Text:
China entdeckt Afrika
27. Juli 2005Die UNO mag die "katastrophale Ungerechtigkeit" der Zwangsvertreibungen in Simbabwes Armenvierteln geißeln, doch Peking rollt den roten Teppich für den Verantwortlichen aus: Bei seinem einwöchigen Staatsbesuch in China wird Simbabwes Diktator Robert Mugabe von den drei höchsten Repräsentanten des Staates empfangen. Mit Präsident Hu Jintao, der ihn als "alten Freund" begrüßte, unterzeichnete er am Dienstag (26.7.2005) ein Abkommen zur wirtschaftlichen Zusammenarbeit. Es wurden kaum Details bekannt, aber die chinesische Nachrichtenagentur Xinhua meldete, dass Peking in verschiedenen Bereichen technische und wirtschaftliche Unterstützung bieten will. Berichten zufolge ist Mugabe an chinesischen Öl- und Lebensmittellieferungen interessiert und will den Chinesen im Gegenzug Zugang zu den Platin- und Kohlevorkommen seines Landes anbieten.

Vorliegendes Material:
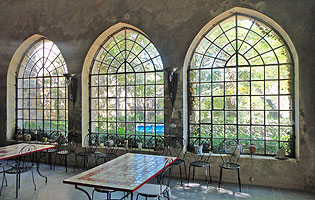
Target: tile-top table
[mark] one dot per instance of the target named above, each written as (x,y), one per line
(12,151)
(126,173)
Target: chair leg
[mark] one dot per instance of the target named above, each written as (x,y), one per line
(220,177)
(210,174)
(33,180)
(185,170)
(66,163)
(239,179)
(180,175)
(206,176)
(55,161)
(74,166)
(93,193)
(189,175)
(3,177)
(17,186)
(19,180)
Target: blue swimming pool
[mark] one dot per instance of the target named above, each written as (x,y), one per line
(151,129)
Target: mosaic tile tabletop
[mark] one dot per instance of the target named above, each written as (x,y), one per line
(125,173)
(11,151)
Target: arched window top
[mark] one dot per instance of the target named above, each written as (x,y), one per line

...

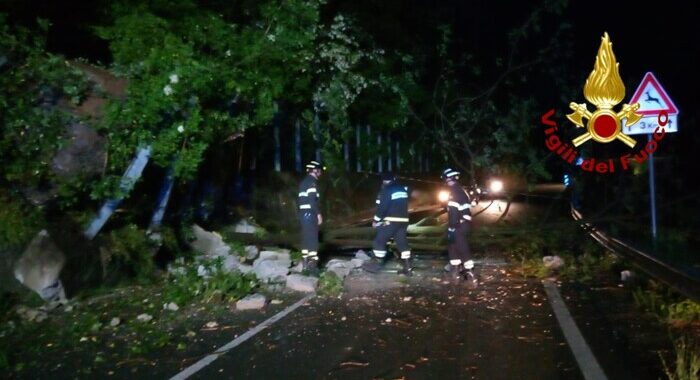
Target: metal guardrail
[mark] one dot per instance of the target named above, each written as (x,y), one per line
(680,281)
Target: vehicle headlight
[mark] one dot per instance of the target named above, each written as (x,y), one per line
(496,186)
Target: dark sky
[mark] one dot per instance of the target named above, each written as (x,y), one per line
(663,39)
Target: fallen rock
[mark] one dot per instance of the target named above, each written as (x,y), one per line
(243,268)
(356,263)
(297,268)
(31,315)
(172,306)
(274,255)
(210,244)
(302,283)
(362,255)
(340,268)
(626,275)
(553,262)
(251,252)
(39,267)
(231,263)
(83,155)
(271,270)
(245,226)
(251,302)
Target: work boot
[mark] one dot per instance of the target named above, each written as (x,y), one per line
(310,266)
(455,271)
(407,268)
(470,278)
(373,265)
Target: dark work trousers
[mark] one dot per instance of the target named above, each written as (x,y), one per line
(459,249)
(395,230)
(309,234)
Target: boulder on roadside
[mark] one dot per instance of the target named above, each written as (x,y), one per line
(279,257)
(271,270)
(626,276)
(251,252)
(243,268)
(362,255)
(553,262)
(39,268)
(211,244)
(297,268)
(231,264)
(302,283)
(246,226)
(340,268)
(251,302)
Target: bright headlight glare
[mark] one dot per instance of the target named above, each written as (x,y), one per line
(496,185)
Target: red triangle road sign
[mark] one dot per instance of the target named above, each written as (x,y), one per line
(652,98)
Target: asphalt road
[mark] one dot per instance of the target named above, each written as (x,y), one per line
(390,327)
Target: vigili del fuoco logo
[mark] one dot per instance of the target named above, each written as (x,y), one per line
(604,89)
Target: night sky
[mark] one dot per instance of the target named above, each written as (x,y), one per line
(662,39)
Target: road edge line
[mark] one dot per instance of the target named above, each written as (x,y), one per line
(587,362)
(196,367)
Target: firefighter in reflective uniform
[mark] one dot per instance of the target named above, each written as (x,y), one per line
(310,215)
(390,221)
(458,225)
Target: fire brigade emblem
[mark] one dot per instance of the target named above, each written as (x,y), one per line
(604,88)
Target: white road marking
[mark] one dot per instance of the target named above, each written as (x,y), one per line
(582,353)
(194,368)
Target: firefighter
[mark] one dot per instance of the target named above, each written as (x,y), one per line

...

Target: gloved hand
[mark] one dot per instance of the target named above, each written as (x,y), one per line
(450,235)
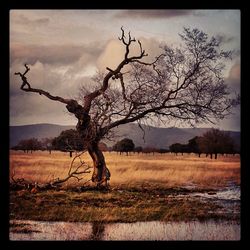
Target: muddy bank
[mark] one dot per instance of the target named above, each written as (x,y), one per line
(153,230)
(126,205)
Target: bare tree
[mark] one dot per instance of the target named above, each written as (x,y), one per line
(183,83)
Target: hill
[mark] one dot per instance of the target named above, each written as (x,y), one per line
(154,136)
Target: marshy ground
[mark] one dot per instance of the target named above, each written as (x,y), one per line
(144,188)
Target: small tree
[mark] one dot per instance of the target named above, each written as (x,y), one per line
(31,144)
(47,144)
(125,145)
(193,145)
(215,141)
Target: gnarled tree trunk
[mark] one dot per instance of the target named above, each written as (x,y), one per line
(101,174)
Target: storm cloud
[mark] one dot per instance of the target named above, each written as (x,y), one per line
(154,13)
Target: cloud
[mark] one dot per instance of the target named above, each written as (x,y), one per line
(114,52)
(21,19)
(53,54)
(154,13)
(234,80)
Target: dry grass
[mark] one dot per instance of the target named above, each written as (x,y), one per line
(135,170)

Deine Aufgaben:
A. Übertrage diesen Satz aus dem Text über Mugabes Besuch in China ins Englische: „Berichten zufolge ist Mugabe an chinesischen Öl- und Lebensmittellieferungen interessiert und will den Chinesen im Gegenzug Zugang zu den Platin- und Kohlevorkommen seines Landes anbieten.“
B. Setze den Text über Mugabes Besuch in China im Anschluss an seinen letzten Satz fort.
Das Material ist eigenständig und gehört nicht zum Text.

Antworten je Aufgabe:
A. According to reports, Mugabe is interested in Chinese oil and food deliveries and, in return, wants to offer the Chinese access to his country's platinum and coal deposits.

B.
Geschäft ist Geschäft
Der Besuch ist bezeichnend für Chinas Afrika-Politik. "Geschäft ist Geschäft. Wir versuchen, Politik und Geschäft zu trennen", sagte vor einigen Monaten Chinas stellvertretender Außenminister Zhou Wenzhong. Was auf die Kooperation mit dem - ebenfalls geächteten - Sudan gemünzt war, kann als Maxime in ganz Afrika verstanden werden. Während der Kontinent im Welthandel weitgehend abgeschrieben ist, baut China seinen Einfluss seit einigen Jahren systematisch aus. Regelmäßige Staatsbesuche in Ländern wie Ägypten, Gabun, Kamerun oder Südafrika gehören ebenso zu der Offensive wie die Einrichtung eines sino-afrikanischen Forums. Seit dem ersten Forum im Jahr 2000 wurden mit 40 Staaten Handelsabkommen unterzeichnet. Das Handelsvolumen verdoppelte sich in der Folge auf mehr als 20 Milliarden Dollar, nachdem es schon in den 1990-er Jahren auf das Achtfache gestiegen war.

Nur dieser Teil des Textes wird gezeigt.